- [Given information]:
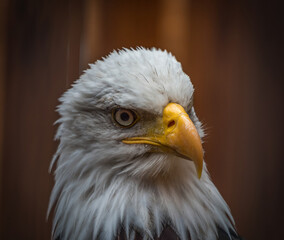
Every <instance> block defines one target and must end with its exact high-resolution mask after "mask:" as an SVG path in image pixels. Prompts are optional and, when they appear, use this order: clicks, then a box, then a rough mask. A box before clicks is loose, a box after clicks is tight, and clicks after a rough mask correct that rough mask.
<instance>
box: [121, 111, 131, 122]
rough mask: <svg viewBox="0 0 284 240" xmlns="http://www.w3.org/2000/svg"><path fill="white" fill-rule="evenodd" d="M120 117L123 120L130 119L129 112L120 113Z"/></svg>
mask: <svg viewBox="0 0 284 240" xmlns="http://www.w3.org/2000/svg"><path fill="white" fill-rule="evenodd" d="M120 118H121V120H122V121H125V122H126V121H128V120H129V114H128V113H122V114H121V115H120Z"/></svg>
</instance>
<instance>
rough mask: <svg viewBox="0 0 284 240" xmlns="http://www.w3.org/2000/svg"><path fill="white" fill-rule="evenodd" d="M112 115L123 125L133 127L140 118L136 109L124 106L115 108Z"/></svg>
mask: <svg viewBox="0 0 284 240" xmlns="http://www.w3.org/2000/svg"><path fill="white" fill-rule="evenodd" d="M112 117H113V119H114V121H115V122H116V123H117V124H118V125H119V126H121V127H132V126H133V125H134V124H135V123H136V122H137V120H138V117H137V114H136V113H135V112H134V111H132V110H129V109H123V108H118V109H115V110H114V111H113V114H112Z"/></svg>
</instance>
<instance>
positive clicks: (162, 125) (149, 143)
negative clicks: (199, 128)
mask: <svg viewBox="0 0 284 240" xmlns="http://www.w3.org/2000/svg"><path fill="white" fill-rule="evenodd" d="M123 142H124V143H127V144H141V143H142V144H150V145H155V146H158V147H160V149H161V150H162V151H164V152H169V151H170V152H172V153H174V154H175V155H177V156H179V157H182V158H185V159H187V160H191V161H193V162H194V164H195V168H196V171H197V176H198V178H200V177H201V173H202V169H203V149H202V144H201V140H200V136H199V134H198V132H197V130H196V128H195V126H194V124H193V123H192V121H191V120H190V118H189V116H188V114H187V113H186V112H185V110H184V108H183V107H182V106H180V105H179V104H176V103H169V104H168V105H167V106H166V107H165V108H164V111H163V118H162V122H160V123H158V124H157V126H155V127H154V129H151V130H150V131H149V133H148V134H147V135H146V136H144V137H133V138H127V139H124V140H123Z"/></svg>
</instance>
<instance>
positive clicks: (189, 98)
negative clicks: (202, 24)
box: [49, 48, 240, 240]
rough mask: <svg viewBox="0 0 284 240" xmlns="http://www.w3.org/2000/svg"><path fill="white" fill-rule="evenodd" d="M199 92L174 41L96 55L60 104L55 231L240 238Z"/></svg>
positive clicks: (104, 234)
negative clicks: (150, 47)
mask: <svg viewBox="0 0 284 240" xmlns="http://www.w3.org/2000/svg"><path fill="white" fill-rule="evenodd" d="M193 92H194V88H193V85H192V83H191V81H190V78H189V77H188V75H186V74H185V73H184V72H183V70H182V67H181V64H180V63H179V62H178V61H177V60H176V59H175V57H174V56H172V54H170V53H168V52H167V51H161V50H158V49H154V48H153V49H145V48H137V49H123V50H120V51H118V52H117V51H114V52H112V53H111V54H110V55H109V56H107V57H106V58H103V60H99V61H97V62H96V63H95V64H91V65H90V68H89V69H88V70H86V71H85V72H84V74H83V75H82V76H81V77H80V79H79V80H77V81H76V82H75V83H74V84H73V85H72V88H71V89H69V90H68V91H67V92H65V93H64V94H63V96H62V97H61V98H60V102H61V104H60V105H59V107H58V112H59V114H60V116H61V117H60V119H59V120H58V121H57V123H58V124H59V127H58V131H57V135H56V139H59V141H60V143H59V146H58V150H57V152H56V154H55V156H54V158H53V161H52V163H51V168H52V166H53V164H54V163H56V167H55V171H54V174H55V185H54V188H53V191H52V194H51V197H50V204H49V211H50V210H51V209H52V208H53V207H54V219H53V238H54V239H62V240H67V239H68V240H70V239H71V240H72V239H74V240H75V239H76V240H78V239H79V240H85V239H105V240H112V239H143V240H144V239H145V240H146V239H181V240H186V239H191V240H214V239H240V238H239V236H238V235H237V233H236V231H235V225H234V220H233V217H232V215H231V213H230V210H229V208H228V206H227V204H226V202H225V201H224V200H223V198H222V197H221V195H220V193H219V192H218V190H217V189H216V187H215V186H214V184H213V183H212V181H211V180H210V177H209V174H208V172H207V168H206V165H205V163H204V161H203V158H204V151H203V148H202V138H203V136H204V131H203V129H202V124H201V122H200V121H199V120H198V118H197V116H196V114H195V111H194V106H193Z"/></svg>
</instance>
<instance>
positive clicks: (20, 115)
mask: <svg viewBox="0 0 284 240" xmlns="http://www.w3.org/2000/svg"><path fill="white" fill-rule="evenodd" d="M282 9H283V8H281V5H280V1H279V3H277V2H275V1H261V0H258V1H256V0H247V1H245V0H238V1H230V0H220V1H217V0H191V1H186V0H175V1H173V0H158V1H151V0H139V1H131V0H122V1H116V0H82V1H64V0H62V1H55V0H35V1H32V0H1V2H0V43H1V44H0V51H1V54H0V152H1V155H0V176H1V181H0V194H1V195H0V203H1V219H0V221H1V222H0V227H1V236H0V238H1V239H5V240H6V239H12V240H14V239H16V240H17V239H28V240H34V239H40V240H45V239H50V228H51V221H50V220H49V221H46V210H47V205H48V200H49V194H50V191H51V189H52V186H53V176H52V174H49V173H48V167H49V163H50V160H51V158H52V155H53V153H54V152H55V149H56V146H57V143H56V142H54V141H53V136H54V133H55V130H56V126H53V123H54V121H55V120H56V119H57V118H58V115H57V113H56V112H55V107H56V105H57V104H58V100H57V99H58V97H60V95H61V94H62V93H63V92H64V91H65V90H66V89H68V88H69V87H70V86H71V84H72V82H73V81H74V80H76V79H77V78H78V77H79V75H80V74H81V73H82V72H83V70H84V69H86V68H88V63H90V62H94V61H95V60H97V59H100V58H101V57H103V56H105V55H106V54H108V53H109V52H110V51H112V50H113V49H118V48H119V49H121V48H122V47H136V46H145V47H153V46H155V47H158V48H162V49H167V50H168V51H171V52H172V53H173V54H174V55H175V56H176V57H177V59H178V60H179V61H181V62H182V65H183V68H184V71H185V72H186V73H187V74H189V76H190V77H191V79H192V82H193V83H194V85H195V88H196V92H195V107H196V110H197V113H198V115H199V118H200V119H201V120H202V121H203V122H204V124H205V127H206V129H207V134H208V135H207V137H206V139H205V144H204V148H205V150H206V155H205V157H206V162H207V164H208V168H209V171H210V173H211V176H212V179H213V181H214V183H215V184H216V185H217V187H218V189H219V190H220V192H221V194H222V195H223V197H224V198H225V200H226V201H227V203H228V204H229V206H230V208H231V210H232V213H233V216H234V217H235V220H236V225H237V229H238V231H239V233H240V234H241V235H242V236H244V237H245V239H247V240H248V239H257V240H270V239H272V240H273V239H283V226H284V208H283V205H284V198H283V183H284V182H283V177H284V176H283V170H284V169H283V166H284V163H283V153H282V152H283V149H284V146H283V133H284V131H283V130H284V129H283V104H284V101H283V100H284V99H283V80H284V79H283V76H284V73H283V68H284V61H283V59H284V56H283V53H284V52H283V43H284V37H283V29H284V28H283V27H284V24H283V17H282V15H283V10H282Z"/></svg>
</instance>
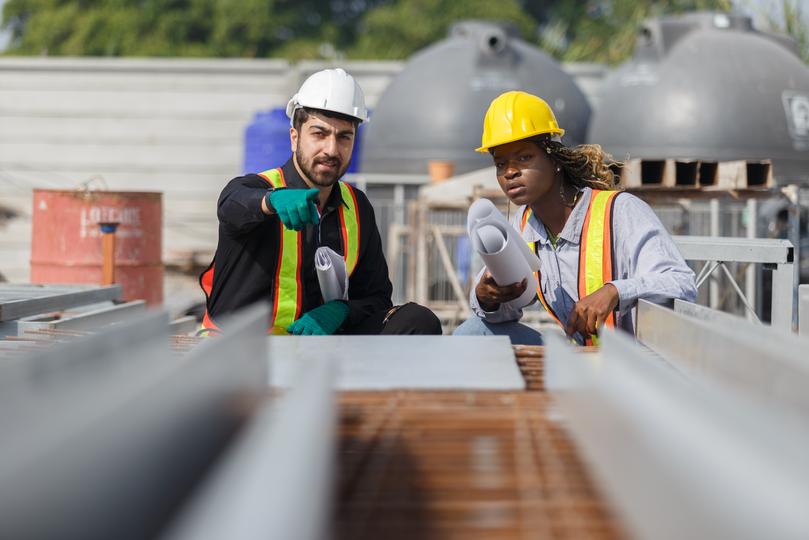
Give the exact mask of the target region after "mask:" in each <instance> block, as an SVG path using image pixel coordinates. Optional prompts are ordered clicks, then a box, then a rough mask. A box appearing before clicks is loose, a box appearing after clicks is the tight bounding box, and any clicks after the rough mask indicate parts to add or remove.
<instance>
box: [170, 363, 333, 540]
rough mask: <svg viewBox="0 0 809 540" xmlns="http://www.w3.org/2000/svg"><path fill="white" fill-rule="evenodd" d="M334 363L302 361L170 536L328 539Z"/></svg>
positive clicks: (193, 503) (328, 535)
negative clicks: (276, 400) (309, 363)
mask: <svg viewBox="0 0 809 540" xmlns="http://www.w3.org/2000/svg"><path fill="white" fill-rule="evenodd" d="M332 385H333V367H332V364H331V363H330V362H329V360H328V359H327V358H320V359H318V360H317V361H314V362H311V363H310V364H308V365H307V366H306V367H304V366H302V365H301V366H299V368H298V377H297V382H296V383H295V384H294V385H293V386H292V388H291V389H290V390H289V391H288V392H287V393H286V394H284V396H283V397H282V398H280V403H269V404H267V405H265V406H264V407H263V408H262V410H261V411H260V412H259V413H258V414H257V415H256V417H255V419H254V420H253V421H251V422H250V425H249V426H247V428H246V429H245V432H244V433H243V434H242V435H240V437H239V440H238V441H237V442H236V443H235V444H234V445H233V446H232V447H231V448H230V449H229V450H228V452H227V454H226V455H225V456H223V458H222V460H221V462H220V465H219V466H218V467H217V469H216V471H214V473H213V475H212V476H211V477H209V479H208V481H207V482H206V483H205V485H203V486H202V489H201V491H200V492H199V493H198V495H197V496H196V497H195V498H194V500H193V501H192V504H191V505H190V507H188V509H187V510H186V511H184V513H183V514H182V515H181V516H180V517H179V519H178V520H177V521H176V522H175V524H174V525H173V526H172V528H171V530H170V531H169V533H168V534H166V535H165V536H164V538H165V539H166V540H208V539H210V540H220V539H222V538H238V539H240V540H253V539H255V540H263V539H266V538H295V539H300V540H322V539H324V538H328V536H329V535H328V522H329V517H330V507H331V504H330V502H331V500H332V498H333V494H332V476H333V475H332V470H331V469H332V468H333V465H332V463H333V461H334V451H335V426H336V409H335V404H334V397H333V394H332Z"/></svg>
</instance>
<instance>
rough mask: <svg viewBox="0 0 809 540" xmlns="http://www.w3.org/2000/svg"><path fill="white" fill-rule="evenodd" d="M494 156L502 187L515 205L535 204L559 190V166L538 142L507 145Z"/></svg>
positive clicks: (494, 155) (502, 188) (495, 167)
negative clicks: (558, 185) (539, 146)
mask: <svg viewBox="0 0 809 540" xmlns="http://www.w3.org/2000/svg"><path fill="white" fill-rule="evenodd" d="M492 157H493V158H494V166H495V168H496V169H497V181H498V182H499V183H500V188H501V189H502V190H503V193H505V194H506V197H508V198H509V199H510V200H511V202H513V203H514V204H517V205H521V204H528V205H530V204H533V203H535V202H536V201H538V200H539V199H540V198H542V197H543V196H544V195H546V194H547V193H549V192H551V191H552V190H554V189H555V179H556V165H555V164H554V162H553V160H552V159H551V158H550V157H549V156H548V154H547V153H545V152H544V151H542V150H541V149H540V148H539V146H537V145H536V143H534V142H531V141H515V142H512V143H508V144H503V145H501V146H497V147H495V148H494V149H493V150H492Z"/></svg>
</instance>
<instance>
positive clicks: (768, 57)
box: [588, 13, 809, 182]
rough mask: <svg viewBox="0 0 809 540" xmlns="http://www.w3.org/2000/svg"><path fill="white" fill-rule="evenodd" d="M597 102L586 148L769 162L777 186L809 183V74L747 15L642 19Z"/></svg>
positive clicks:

- [Task prompt]: How many of the lines above include the word "before"? Only the number should be given.

- [Solution]: 2